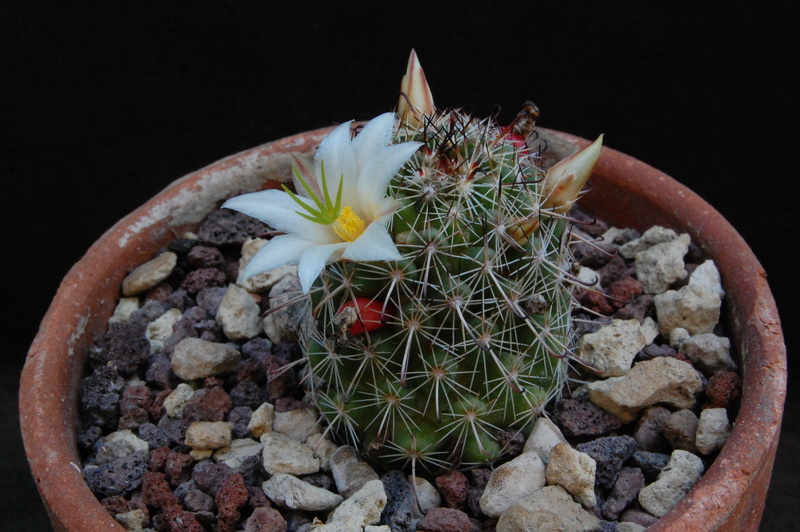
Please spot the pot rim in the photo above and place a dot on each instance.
(86, 298)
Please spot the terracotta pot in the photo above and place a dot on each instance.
(626, 193)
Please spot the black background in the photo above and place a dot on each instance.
(102, 105)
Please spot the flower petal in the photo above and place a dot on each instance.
(313, 260)
(375, 243)
(378, 171)
(277, 209)
(376, 135)
(279, 251)
(336, 151)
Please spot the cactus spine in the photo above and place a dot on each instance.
(438, 357)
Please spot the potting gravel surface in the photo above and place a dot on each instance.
(235, 444)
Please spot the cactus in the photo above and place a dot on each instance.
(438, 358)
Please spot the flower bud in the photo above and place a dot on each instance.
(565, 179)
(416, 99)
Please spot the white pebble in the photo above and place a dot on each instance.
(149, 274)
(298, 424)
(713, 430)
(177, 400)
(611, 349)
(544, 436)
(238, 314)
(574, 471)
(204, 435)
(262, 419)
(520, 477)
(660, 380)
(284, 455)
(293, 493)
(195, 358)
(693, 307)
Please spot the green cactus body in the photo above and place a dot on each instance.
(475, 317)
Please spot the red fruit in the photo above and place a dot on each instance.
(369, 312)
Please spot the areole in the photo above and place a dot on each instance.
(625, 192)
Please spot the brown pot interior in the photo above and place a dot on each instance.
(625, 193)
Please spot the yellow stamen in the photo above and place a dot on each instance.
(348, 226)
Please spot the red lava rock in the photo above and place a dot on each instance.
(584, 418)
(158, 458)
(639, 517)
(160, 292)
(156, 491)
(197, 501)
(212, 382)
(209, 476)
(265, 519)
(257, 498)
(198, 279)
(119, 505)
(157, 409)
(609, 453)
(207, 404)
(454, 488)
(178, 467)
(230, 498)
(723, 387)
(445, 520)
(623, 292)
(179, 520)
(596, 301)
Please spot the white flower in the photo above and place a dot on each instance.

========

Ignore the images and quote every line of the listing exactly.

__Written response__
Please spot the pot rim in the photo above and place a dot on each instance.
(86, 298)
Please spot the terracotta pot in the photo above and place a dot on each instance.
(626, 193)
Please spot the black background in the photo above and place a dot on each instance.
(102, 105)
Please spot the flower petal in the photo above and place a dot on each instance.
(313, 260)
(375, 243)
(378, 171)
(277, 209)
(376, 135)
(279, 251)
(336, 151)
Please spot the cactus spine in the photo above and place a dot on each instance.
(438, 357)
Please spot the potting gravel surface in the photo above and place a dot on each instance.
(235, 444)
Please spot the cactus in the photo above and place a dot on each instance.
(438, 358)
Please spot the flower bud in the photo above and place a dot on each instance.
(565, 179)
(416, 99)
Please spot the white pebble in the photo above and place a dot on each instance.
(149, 274)
(298, 424)
(713, 430)
(177, 400)
(611, 349)
(544, 436)
(238, 314)
(574, 471)
(204, 435)
(262, 419)
(520, 477)
(660, 380)
(284, 455)
(293, 493)
(195, 358)
(693, 307)
Please spot the green cactus body in the photo above and place a dot on each instance.
(475, 317)
Please spot the red fruit in the photo above and place a dot on each instance.
(369, 312)
Please spot the areole in the photo above and place a dot on each instance.
(625, 192)
Please spot the brown pot interior in the photo above and place a dot on each instance.
(625, 193)
Please spot the yellow stamen in the photo above and place a dot on each instance.
(348, 226)
Please spot the red lava rock in the photo above and place a dot on each instance.
(584, 418)
(158, 458)
(639, 517)
(160, 292)
(156, 491)
(197, 501)
(212, 382)
(209, 476)
(265, 519)
(257, 498)
(198, 279)
(119, 505)
(157, 409)
(609, 453)
(207, 404)
(454, 488)
(178, 467)
(230, 498)
(723, 387)
(445, 520)
(623, 292)
(179, 520)
(596, 301)
Please spot the white flower in the photo above and place a dot on each instance.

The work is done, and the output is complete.